**PROBLEM TO WORK ON**
Select and copy each line in the material below that contains the word "shirt". Case matters.

**Data entries**
^^^^

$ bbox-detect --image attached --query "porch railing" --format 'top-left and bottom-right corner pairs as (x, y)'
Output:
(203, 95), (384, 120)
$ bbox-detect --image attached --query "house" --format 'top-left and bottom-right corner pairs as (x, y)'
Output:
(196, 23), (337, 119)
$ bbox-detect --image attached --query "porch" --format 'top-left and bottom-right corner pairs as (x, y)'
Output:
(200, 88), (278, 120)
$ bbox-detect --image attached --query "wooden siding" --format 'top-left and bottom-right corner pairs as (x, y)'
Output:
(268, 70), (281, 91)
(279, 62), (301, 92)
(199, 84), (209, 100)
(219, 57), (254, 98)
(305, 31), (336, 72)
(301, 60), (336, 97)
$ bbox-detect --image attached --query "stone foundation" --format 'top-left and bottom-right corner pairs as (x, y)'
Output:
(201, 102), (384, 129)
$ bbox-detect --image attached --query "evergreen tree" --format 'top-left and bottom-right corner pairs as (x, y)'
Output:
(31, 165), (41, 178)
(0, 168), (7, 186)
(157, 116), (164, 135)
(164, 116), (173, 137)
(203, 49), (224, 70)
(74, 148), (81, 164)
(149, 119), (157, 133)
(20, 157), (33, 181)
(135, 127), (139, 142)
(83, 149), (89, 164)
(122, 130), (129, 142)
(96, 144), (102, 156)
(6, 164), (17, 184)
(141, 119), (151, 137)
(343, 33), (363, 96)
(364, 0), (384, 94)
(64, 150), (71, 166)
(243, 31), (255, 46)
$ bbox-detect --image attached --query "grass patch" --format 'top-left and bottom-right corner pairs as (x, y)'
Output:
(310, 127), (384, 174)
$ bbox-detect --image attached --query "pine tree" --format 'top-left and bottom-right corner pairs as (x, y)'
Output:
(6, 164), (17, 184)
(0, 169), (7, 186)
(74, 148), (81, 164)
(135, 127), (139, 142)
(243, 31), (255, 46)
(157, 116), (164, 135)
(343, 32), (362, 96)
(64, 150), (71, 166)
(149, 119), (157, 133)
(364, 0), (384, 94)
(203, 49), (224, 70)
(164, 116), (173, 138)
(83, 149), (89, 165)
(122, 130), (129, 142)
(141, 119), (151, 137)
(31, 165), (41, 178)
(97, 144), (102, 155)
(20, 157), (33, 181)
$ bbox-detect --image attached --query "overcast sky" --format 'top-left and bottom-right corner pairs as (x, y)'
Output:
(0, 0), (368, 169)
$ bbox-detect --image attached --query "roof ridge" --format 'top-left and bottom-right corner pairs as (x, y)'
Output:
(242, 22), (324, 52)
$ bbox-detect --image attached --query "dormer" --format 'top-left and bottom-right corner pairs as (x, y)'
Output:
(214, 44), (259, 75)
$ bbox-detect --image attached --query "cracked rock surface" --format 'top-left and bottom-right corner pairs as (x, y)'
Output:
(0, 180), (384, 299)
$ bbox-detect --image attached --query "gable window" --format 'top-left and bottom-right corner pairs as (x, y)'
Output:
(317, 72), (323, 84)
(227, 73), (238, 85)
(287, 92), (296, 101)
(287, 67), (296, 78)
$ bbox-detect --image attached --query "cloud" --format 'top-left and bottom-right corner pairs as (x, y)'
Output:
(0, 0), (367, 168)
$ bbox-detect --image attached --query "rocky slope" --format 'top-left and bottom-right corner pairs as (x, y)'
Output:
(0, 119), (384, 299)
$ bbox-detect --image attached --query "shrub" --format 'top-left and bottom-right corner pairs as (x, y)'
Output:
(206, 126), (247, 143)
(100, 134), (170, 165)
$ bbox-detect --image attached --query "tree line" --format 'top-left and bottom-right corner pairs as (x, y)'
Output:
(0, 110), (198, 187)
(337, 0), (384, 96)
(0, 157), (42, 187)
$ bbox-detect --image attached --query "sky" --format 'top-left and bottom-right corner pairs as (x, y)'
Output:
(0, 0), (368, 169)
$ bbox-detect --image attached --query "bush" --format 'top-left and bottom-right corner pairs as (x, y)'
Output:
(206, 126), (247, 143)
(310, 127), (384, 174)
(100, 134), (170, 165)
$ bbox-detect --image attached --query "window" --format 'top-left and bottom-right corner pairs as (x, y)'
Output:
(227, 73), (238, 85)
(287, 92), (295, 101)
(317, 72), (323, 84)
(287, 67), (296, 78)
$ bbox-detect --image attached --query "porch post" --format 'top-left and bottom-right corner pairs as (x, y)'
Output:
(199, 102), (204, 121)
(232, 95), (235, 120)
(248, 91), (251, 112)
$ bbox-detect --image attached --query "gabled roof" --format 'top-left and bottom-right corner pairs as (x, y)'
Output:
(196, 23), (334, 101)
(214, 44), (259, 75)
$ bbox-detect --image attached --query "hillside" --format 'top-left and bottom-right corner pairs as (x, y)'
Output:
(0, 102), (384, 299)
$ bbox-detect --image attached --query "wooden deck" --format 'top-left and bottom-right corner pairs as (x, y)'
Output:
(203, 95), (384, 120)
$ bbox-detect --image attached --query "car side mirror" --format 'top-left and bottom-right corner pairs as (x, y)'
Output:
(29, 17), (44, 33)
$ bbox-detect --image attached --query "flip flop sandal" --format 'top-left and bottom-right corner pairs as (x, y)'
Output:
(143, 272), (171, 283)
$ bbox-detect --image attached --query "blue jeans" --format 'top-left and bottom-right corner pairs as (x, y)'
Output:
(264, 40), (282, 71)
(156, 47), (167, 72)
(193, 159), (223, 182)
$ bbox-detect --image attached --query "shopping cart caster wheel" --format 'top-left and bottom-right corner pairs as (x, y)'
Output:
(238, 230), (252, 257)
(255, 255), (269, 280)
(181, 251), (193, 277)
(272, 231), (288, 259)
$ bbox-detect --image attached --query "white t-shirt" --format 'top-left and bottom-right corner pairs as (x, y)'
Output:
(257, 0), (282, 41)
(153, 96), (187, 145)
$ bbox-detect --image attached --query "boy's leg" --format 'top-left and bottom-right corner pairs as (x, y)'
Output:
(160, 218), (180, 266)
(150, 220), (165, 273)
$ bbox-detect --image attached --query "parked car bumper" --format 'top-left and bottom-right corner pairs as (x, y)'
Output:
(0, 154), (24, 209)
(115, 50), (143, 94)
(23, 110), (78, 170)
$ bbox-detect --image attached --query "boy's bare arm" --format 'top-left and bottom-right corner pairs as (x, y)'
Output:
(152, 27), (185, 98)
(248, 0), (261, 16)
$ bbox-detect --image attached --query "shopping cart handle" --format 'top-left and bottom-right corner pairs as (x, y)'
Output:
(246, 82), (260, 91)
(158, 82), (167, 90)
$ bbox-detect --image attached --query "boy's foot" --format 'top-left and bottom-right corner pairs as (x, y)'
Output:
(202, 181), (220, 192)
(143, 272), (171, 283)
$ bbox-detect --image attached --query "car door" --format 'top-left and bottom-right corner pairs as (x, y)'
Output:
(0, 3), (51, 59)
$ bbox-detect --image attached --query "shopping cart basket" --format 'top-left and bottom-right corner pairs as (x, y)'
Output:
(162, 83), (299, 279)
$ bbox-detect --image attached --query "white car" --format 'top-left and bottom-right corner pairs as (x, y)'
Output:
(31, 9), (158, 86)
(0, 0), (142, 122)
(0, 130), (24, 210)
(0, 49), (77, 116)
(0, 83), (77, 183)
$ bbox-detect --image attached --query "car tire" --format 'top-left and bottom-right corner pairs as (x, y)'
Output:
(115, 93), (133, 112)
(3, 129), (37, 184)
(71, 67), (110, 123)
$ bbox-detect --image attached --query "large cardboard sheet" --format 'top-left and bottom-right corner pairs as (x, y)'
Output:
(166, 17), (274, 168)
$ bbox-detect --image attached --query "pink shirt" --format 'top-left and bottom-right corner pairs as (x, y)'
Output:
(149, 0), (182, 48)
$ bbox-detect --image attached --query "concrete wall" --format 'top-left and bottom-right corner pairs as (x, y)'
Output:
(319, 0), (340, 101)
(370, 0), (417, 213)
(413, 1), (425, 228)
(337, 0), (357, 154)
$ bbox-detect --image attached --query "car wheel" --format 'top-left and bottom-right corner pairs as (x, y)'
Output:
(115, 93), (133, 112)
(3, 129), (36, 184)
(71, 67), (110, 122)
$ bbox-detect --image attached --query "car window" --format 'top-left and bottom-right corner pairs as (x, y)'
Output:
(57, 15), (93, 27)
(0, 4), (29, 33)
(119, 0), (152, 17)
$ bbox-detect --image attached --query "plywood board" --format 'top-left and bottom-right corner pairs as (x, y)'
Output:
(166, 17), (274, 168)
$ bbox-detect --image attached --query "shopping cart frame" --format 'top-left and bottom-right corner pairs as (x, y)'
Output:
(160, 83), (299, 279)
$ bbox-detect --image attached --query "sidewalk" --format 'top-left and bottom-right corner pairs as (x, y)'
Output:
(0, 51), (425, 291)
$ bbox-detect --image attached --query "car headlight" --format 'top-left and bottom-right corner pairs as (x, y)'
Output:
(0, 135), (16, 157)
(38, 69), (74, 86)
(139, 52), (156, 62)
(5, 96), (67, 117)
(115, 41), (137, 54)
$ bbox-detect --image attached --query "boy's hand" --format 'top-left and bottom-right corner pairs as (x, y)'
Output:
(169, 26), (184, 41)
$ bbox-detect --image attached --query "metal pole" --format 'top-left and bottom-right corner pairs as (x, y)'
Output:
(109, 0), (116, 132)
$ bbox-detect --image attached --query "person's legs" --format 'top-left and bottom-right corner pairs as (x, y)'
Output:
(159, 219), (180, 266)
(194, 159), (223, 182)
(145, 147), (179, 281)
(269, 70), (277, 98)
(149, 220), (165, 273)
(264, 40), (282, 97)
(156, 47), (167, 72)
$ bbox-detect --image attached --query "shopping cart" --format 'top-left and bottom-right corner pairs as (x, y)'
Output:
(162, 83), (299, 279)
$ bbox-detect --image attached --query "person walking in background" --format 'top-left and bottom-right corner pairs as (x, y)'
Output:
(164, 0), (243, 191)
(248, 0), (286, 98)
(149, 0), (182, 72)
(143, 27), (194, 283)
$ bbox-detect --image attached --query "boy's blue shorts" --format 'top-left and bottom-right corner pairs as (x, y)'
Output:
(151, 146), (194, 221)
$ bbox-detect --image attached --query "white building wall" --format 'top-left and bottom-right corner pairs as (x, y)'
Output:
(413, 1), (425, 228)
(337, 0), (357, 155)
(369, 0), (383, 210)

^^^^

**ANSWER FOR THIS EXERCISE**
$ bbox-detect --image attached --query "white t-shirt" --format 'top-left and bottom-right corner pairs as (x, y)'
$ bbox-detect --image attached --query "pink shirt" --format 'top-left and bottom-right corner pairs as (x, y)'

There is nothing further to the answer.